* DIRECTIONS
Copy out the lines below that hold the word "green".

Image point grounding data:

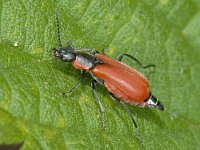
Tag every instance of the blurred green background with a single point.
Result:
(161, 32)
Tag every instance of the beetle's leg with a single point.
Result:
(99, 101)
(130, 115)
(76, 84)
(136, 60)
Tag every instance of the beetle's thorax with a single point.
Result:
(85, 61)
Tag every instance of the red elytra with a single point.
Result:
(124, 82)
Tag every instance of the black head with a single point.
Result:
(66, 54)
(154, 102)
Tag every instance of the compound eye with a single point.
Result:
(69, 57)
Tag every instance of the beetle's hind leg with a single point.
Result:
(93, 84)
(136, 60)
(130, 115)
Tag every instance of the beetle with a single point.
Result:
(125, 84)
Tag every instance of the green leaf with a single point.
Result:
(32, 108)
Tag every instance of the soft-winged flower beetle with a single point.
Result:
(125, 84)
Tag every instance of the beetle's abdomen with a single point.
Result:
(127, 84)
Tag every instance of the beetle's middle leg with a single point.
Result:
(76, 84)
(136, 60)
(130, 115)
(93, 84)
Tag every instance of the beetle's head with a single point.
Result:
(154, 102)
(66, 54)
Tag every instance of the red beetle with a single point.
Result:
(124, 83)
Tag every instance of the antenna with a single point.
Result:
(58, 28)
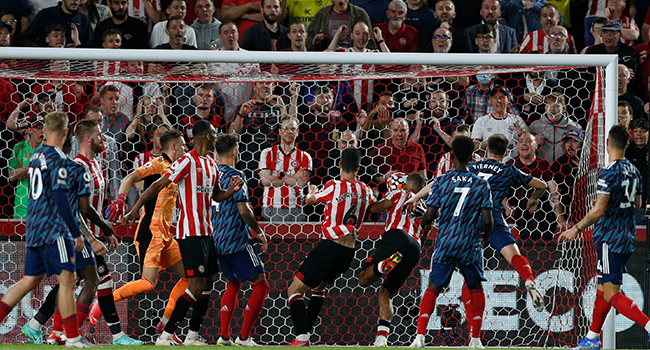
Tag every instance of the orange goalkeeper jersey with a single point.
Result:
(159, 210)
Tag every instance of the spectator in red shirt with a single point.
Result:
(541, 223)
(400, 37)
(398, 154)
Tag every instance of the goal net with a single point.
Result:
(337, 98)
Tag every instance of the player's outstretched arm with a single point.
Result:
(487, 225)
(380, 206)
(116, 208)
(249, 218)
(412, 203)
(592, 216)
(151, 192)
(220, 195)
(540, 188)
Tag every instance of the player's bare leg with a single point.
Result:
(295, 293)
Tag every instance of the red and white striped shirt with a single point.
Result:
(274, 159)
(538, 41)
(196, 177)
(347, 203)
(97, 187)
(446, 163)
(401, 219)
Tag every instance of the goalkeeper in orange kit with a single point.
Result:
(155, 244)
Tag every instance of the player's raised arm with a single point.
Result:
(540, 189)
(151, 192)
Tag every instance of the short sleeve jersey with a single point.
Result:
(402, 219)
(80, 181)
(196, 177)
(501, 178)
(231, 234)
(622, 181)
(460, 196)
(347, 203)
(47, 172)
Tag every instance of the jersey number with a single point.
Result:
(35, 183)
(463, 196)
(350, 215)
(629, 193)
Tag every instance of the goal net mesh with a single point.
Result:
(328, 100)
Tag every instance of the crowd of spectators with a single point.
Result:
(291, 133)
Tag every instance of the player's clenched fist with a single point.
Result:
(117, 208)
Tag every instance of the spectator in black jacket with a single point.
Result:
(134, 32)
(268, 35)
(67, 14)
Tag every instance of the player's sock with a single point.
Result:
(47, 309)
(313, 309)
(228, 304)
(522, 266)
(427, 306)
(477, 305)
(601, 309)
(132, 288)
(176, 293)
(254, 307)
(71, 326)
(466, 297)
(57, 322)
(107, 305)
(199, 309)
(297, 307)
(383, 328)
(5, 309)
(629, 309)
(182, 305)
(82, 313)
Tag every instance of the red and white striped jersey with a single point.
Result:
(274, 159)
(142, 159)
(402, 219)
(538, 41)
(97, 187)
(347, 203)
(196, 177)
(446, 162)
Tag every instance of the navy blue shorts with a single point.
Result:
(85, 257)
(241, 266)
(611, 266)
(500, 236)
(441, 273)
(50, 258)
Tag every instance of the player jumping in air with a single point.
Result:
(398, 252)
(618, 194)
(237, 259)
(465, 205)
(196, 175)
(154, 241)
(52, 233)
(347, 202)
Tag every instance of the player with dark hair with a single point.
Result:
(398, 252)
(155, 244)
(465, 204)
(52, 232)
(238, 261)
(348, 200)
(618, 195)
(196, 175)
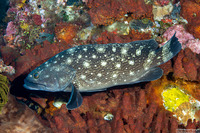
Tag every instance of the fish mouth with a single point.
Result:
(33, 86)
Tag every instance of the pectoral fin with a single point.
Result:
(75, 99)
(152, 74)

* RESULT OF THIS EXERCISE
Tag every instance of the blurred green background with a single point.
Tag every instance of the green leaf with a single point.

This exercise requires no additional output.